Los diez españoles del Titanic
Era el viaje soñado para una pareja de recién casados, un empresario textil, dos criadas, cuatro emigrantes y un camarero del barco. Siete de ellos lograron salvarse
Día 01/04/2012 - 02.45h
Profundamente enamorados, Víctor Peñasco y María Josefa Pérez de Soto contraen matrimonio el día 8 de diciembre de 1910 en Madrid y, como era habitual entre las parejas de recién casados de las clases adineradas, emprenden una larguísima luna de miel por las principales capitales europeas, un romántico itinerario que se va a prolongar durante casi un año y medio. Los felices esposos irán acompañados por el mayordomo de Víctor, Eulogio, pero van a necesitar una doncella. María Josefa conoce a una costurera que le merece gran confianza y le hace el ofrecimiento. Se llama Fermina Oliva Ocaña y tiene instalado su modesto taller de costura en una vivienda de la madrileña calle Regueros.
Una hermosa noche de la deliciosa primavera parisina, Víctor y Josefa acuden a cenar al cercano restaurante Maxim's, en el número 3 de la rue Royale, que con su estilo art nouveau y su clientela mundana y elegante seduce desde a la más ilustre nobleza hasta a eminentes intelectuales y aclamados artistas del cine y del teatro. Y, allí, cae en sus manos un cuadernillo publicitario que atrae su atención. Va a zarpar con destino a Nueva York, haciendo escala en Francia, el vapor más grande jamás construido. Se llama Titanic.
Entusiasmados, Víctor y María Josefa deciden embarcarse en el Titanic. Pero Fermina se sentía inquieta. «A mí de pronto me dio miedo y no quise ir —relataría años después—. Me acordaba del hundimiento del Reina Regente y tuve un mal presentimiento». La madre de Víctortambién había presagiado algún peligro y había rogado a la pareja que no navegasen. «Viajad a donde queráis, pero no toméis ningún barco», les suplicó. Serán sólo dos de las muchas premoniciones que hubo de la catástrofe.
Obviando las recomendaciones de Purificación, Víctor y María Josefa compran los pasajes para el Titanic en la agencia que la White Star tiene abierta en París, en el número 9 de la rue Scribe, justo en frente del Palacio de la Ópera. Adquieren un billete conjunto con la numeración 17.758 por el que abonan 108 libras esterlinas y 18 chelines, una suma elevada para la época, y que incluye dos cabinas, una para el matrimonio y otra para Fermina. Eulogio se quedará en la capital francesa.
Cartas de mentira
Para no preocupar a su madre, Víctor ha urdido un divertido plan. Dejarán escritas unas cuantas postales y el mayordomo se encargará de enviar a Madrid una cada día. Con este ocurrente ardid, Purificación creerá que continúan en París mientras ellos ponen rumbo a Nueva York. A primera hora de la mañana del miércoles 10 de abril, Víctor, María Josefa y Fermina toman un taxi en dirección a la estación ferroviaria de Saint-Lazare para coger el tren que les llevará hasta el puerto de Cherburgo, donde embarcarán en el Titanic. Felices como siempre, están muy lejos de sospechar el trágico destino que les aguarda.

━━━━━━━━

#### OBJETIVO DEL EJERCICIO:
Prosigue el texto sobre los diez españoles del Titanic a partir de la última frase que aparece.

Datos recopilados
━━━━━━━━

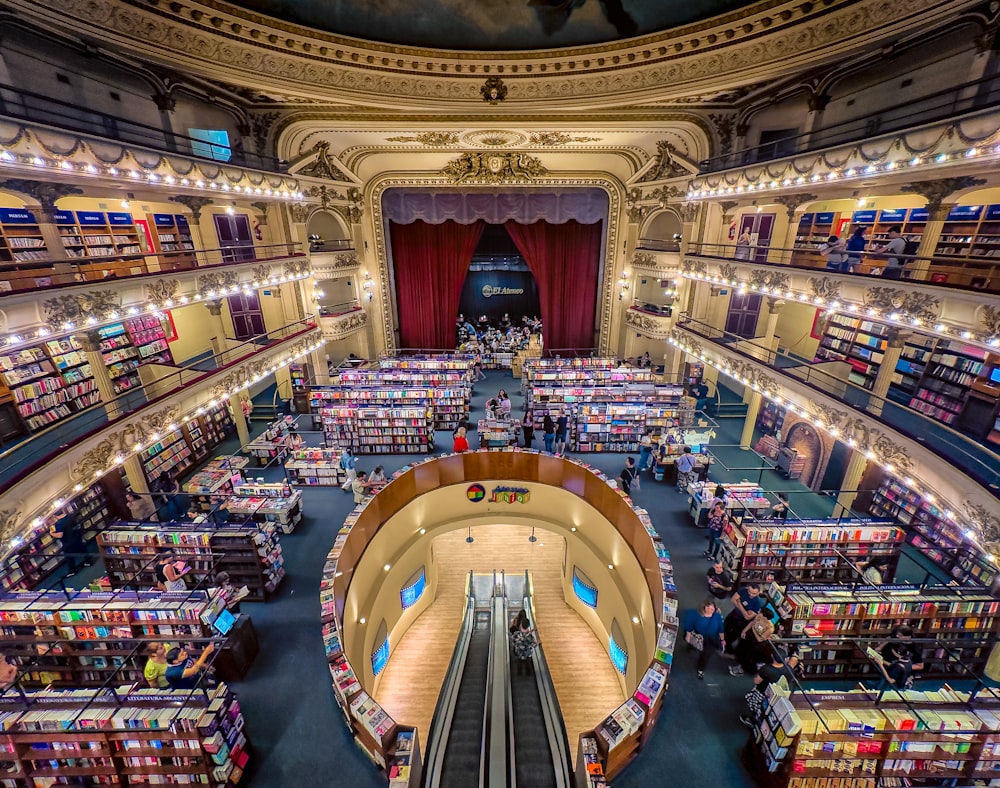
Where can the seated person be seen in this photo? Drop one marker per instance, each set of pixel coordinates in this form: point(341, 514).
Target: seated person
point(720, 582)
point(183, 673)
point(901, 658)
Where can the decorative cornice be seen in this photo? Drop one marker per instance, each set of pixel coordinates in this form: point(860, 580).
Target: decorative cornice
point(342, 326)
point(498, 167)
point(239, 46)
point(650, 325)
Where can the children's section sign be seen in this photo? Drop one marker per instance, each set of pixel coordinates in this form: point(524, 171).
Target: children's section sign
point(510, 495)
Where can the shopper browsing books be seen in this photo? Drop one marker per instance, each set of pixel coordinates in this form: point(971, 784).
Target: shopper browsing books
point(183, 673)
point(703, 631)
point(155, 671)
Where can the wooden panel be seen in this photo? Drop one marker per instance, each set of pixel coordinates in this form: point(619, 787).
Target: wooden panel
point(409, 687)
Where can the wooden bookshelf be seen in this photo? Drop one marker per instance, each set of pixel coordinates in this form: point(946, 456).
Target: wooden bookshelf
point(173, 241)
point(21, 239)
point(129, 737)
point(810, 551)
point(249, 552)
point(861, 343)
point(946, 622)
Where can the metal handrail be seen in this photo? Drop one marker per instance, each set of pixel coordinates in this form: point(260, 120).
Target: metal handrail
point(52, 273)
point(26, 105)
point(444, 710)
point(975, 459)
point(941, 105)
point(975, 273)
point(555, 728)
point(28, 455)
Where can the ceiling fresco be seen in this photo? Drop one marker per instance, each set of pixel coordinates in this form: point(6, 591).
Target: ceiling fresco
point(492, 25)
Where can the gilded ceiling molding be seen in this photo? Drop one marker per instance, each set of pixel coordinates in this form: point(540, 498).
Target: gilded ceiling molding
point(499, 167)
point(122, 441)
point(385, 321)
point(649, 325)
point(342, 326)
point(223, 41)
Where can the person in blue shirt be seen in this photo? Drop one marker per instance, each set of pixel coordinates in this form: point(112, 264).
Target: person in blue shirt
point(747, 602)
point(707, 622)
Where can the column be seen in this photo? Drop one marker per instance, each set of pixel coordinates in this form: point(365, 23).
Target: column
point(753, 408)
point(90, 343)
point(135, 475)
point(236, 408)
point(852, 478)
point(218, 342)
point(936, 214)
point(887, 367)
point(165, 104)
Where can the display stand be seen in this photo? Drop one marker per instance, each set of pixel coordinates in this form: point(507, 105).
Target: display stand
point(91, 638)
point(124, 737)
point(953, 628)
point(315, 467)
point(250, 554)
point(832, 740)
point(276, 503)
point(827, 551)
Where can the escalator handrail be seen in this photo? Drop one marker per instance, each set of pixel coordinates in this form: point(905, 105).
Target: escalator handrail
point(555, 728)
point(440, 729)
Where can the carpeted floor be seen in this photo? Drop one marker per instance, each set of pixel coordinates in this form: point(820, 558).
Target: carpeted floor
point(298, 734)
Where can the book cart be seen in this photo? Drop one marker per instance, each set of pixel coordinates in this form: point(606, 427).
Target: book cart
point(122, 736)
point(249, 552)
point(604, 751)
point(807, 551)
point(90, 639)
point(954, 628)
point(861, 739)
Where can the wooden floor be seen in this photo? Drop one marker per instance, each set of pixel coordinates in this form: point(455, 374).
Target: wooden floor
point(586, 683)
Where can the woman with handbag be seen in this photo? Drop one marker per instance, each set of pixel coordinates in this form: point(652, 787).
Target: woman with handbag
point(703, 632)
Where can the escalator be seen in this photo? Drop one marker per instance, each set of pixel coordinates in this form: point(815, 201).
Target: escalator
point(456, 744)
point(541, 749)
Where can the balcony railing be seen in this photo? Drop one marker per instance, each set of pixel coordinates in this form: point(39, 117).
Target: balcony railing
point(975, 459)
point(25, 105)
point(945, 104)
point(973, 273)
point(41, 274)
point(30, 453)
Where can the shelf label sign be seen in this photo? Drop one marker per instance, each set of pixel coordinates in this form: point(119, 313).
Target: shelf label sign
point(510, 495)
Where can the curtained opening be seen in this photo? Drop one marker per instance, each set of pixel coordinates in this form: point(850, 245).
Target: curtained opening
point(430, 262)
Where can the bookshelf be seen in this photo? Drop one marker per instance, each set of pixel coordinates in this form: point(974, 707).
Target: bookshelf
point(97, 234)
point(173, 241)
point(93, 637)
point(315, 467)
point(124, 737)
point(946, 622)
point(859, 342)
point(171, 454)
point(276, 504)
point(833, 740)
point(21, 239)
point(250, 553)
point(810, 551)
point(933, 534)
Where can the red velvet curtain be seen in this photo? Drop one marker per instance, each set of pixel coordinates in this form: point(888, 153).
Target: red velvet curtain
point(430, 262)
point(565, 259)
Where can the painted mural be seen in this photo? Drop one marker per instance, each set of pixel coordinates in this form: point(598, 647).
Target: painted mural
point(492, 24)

━━━━━━━━

#### RESPUESTA:
Escoltados por decenas de mayordomos, los pasajeros de primera clase atraviesan los largos pasillos de madera blanca lacada para acomodarse en sus aposentos. Víctor Peñasco y María Josefa habían reservado un compartimento en la cubierta C, sólo tres niveles por debajo de la cubierta superior. La espléndida cabina C-65 estaba situada en el sector de proa de estribor y tenía vistas al mar. Como todos los camarotes estándar de primera clase era espacioso, confortable y refinado, con paredes paneladas con ricos tapices y entelados y profusión de molduras, una tendencia decorativa inspirada en la ornamentación del Palacio de Versalles, que era una constante en la mayoría de las estancias del buque. Un elegante mobiliario en estilo Luis XV completaba el conjunto. Fermina Oliva se aloja casi enfrente del matrimonio, en la cabina C-109, en dependencias destinadas al personal doméstico, muy agradables y acogedoras. En total, el barco transporta a 2.222 personas, entre pasaje y tripulación. A la una y media de la tarde, el Titanic leva anclas y pone rumbo hacia su primera travesía transatlántica.
La noche de la tragedia
En la cabina C-65, el matrimonio Peñasco se dispone a descansar después de disfrutar de una deliciosa velada nocturna a bordo del Titanic. Aquel domingo había sido un día muy especial en el buque y la joven pareja se había retirado a su camarote más tarde de lo habitual, alrededor de las once de la noche, cuando ya las luces de los pasillos estaban apagadas y sólo cuatro mayordomos cumplían guardia para atender a los pasajeros más trasnochadores. Al otro lado del corredor, en la cabina de enfrente,Fermina está cosiendo con mimo uno de sus corsés antes de acostarse. Nada más tenderse sobre la cama, Fermina percibe una inusual vibración que recorre la nave. El leve desconcierto inicial se transforma en una inquietud creciente cuando, minutos después, se percata de que el barco se ha detenido. La parada de motores en un gran transatlántico en alta mar genera un silencio turbador que inspira la sensación de que algo no funciona de la manera correcta.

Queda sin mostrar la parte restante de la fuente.